## Exercise
Gather every line of the entries below that contains the string "crowd". Matching is case-sensitive.

Rows from a segmentation dataset
──────

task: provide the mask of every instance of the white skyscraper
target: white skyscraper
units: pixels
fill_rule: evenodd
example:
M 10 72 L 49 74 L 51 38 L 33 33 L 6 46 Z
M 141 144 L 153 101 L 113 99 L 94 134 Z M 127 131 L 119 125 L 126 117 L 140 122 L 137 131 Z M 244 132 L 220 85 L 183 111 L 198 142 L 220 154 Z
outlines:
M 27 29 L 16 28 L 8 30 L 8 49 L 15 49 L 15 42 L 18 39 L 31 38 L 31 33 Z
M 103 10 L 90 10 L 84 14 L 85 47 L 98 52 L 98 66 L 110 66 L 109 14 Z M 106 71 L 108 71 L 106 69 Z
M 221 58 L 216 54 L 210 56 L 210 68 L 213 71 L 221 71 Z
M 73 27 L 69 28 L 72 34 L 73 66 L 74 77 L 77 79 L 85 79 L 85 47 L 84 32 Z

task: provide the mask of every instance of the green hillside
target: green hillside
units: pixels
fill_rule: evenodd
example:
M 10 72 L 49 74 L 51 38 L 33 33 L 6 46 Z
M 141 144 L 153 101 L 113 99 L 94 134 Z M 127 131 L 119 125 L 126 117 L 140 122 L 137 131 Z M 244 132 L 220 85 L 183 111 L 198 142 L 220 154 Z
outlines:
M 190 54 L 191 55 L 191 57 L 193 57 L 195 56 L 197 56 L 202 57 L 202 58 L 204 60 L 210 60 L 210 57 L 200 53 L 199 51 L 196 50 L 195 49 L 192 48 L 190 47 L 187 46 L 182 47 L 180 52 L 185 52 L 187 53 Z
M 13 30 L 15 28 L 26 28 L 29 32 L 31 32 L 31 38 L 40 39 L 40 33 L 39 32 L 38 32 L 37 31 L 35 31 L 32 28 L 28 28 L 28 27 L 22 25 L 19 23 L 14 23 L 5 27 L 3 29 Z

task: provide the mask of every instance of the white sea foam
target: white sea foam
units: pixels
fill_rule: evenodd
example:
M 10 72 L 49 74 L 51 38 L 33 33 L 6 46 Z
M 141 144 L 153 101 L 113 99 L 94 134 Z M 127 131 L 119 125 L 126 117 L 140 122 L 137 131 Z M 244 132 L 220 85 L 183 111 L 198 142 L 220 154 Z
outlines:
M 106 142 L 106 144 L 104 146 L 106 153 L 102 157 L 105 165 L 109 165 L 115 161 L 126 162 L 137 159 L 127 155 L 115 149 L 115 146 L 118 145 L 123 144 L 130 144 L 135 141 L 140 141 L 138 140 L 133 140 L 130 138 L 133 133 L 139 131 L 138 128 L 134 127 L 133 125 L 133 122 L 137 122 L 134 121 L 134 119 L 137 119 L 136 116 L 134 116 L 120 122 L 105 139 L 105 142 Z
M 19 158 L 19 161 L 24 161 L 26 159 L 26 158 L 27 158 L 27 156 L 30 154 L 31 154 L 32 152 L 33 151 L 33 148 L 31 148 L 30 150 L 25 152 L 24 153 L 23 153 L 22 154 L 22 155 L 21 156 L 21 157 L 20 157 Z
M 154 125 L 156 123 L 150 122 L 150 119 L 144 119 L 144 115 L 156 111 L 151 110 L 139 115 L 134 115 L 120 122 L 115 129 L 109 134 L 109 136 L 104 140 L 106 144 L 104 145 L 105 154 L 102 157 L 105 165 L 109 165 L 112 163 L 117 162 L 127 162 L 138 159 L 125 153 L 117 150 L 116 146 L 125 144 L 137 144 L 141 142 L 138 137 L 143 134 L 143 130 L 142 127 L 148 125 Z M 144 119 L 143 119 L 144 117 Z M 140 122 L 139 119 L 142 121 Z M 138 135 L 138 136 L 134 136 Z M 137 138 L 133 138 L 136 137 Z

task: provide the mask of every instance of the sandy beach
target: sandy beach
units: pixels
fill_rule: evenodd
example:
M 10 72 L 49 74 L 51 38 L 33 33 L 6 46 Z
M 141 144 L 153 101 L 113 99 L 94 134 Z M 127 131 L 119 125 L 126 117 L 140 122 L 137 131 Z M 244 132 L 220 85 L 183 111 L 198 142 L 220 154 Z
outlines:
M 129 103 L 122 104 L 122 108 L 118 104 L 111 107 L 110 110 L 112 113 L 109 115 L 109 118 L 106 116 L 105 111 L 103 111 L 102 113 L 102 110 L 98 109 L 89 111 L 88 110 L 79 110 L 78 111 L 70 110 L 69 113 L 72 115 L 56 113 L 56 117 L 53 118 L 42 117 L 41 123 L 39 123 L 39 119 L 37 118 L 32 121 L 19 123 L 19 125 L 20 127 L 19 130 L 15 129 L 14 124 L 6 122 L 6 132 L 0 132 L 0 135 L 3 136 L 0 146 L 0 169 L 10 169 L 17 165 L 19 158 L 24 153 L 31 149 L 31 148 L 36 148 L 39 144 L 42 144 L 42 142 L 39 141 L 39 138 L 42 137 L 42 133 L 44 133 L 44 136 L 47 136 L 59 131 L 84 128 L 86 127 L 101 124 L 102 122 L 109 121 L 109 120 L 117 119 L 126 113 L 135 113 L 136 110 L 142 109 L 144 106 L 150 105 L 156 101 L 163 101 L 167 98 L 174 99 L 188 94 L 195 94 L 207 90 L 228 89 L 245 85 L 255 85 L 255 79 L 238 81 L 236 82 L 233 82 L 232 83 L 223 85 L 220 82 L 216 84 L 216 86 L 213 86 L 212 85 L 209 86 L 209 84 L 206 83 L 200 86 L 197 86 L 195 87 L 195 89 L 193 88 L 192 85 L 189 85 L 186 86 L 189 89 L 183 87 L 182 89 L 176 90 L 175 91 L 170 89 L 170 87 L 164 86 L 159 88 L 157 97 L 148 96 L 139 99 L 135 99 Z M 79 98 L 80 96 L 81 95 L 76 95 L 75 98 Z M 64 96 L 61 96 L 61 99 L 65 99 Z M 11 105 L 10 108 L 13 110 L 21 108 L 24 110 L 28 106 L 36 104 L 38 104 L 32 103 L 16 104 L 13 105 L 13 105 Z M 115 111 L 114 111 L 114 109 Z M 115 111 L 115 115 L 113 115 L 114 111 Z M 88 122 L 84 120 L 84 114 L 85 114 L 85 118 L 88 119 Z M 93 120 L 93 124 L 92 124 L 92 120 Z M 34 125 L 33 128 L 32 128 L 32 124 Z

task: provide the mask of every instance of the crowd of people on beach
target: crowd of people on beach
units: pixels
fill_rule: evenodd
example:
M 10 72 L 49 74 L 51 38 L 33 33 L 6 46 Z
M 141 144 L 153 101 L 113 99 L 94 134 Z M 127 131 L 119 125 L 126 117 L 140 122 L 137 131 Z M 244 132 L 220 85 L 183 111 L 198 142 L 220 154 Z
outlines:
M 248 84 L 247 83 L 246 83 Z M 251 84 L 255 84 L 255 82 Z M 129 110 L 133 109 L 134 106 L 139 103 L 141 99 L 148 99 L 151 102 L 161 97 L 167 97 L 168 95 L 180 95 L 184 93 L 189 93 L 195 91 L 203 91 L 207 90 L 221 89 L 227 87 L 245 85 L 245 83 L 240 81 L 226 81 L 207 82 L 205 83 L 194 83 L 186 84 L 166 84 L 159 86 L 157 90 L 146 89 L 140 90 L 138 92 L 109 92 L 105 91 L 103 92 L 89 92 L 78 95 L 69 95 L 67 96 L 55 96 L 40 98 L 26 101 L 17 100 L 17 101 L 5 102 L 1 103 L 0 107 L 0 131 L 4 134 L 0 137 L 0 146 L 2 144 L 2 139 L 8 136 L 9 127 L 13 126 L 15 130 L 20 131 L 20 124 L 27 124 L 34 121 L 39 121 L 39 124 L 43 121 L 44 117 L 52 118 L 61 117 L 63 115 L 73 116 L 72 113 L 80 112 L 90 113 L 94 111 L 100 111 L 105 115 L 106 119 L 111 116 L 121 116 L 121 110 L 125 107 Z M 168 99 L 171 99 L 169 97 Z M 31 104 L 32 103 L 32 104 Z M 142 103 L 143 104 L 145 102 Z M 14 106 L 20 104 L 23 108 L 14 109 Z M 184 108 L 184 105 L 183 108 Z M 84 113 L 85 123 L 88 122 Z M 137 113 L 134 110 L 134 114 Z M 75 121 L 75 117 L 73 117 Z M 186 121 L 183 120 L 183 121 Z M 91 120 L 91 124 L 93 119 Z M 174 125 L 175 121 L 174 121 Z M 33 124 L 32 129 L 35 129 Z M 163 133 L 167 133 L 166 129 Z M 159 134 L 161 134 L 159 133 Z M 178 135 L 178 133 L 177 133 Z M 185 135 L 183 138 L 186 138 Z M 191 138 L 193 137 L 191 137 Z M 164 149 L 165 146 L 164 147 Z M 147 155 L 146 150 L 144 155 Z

──────

## Output for this task
task: provide the mask of every instance of the crowd of people on beach
target: crowd of people on beach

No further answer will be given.